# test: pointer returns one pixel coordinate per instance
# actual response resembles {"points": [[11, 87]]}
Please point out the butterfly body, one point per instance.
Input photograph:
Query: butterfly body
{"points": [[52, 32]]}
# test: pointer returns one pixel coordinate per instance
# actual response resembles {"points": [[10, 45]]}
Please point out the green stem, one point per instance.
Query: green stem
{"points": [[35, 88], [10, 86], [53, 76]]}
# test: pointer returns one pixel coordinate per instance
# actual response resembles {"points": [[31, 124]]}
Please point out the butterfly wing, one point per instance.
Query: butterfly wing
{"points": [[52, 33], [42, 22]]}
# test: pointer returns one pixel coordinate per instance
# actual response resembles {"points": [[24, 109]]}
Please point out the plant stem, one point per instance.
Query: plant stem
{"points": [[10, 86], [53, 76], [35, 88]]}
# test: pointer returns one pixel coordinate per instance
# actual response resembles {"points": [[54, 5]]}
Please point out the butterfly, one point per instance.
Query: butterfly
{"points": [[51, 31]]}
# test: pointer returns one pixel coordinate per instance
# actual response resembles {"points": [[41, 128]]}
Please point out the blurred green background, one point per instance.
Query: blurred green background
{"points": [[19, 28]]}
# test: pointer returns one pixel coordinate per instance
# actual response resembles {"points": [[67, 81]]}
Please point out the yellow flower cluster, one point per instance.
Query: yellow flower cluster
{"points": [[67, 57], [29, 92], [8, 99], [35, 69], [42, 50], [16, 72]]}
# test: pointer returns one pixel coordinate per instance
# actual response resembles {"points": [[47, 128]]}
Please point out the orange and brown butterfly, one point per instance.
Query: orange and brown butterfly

(EXERCISE AIM) How many lines above contain the word "orange"? Reply with the number alone.

(FINAL RESULT) 2